Agile Component Design
You are an experienced programmer. You master your primary technology stack and systematically write clean code.
Your team recognized your merits and asked you to take ownership of whole packages in the application.
You are now responsible for creating or modifying a software component in your current application.
This is a design activity.
How can you create a good, legible, maintainable component architecture?
How can you validate your functional and non-functional requirements?
Yes, you are right. You are responsible for architecture decisions at the component or subsystem level.
Below is a set of tools to improve the quality of your design.
Design Approaches
Patterns and Idioms
The pattern movement was started last millennium. Very talented and experienced developers have documented how to solve common problems elegantly and effectively. Depending on the programming language, you are using different idioms are preferred.
The way to solve the same problem is different in Java, Scala, C++, Python, or C#.
You should know all regular structural, behavioral, and creational patterns [1]. Explore your programming language and discover how idioms and patterns have evolved between major releases. For example, lambda expressions and streams introduced in Java 8 - released Spring 2014 - completely transform the solution for regular business logic.
Records introduced in Java 14 - released Spring 2020 - have a huge impact on how your architecture deals with data transfer objects – DTO – and immutability [1].
Read Open Source Code
Stop inventing the wheel again and again. Avoid Not Invented Here syndrome. Your current problem was already solved multiple times. Explore open source solutions, read posts, study books. Select the most adequate solution and fill free to adapt and improve it.

### Rows

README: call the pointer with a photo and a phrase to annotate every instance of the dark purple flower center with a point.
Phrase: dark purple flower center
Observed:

--

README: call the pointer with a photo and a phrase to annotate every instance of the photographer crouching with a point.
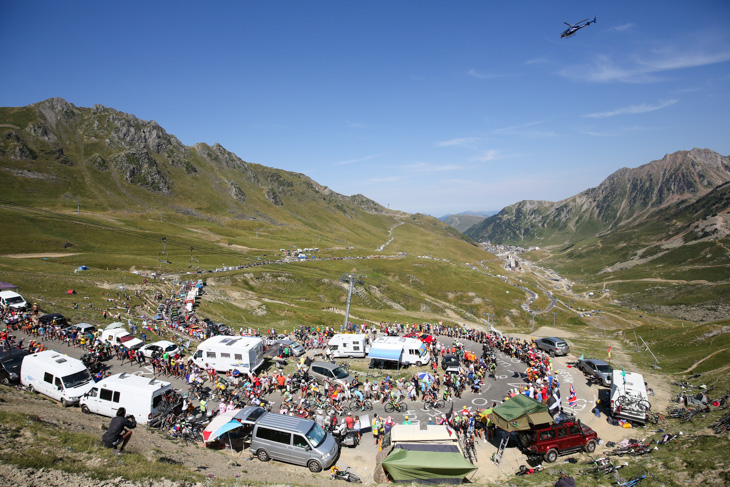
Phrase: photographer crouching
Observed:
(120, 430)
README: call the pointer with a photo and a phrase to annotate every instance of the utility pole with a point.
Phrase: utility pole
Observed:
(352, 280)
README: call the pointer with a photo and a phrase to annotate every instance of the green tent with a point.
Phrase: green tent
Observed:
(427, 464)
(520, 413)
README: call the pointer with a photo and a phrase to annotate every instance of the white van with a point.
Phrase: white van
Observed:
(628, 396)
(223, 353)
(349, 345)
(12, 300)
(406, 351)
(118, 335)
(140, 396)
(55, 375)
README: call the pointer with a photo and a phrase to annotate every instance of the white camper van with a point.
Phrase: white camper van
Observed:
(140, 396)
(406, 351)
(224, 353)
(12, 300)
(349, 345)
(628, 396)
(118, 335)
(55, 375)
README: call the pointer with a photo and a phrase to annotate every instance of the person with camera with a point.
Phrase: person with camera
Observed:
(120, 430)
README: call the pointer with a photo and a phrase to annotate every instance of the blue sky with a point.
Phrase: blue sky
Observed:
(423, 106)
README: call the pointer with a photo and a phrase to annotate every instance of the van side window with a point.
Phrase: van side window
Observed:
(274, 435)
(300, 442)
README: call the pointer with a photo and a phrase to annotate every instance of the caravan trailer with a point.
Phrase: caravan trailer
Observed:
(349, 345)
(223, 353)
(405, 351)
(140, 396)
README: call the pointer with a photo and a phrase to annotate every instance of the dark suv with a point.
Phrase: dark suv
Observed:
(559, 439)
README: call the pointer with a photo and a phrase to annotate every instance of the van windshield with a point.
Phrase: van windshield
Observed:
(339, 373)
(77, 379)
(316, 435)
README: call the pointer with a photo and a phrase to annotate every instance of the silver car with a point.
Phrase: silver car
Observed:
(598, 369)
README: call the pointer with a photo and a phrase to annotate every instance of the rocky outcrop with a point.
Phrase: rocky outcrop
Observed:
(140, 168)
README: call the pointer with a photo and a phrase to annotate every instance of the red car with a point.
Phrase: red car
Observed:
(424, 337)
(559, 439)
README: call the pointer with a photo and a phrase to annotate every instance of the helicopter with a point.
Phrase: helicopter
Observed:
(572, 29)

--

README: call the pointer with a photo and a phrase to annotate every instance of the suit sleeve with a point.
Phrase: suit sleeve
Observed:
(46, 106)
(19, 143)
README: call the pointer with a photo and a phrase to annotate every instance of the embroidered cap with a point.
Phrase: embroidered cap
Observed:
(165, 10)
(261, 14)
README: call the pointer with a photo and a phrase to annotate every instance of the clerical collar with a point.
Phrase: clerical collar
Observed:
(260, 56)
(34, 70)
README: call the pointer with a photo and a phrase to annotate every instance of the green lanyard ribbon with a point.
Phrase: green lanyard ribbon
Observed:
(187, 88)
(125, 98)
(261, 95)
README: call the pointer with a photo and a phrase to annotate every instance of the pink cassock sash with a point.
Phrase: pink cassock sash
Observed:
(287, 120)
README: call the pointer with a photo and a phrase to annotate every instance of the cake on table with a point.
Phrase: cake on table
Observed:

### Required work
- 1) Translate this sentence from the page on agile component design into Spanish: "The way to solve the same problem is different in Java, Scala, C++, Python, or C#."
- 2) Carry the page on agile component design forward, picking up right after its last sentence.

### Expected answers
- 1) La forma de resolver el mismo problema es diferente en Java, Scala, C++, Python o C#.

- 2)
Instead of searching for a solution for days, post your question on an adequate forum or on Stack Overflow. Fill free to improve the suggested solutions.
Become more efficient and use the wisdom of all these developers accessible through the Internet. Always verify the quality and adequacy of their proposed solutions.
Java Standard API
Know your programming language and the associated standard libraries. They are part of your technology stack. Wisdom is coded in this code. Standard patterns are implemented in almost all packages. Idioms are encoded everywhere.
See how Java deals with human and machine time with java.time package. Decades of trials and errors were necessary to finally create balanced and simple to use time abstractions. The author of Joda Time experimented years before he wrote the java time package – JSR 310 – introduced in Java 8. All these decisions and learning are encoded in this code.
Clean Architecture
Clean Code
You want to create a clean architecture [2] you are proud of. You must first write a clean code [3]. Clean architecture builds up on clean code. Promote clean code in your agile team. Agile code is clean code.
Modern integrated development environments IDE provide static code analysis tools to detect smells in your source code. SonarLint is available for all major integrated development environments. Use these tools to steadily improve the quality of your code and remove well-known smells. |
Do not fall to the fallacy to draw beautiful and useless UML diagram and write thick Software Architecture Design documents.
The real architecture is hidden in the source code of your product. You still document all major Architectural Decisions.
Know Your Programming Language
If you are developing in Java, you should use the current features of the programming language. For example, with Java 14, you have access to:
-
Try with resources and closeable resources. This construct is an implementation of automatic resource management.
-
Immutable collections.
-
Streams, optionals, filters, and collectors.
-
Predicates and functions to define lambda expressions.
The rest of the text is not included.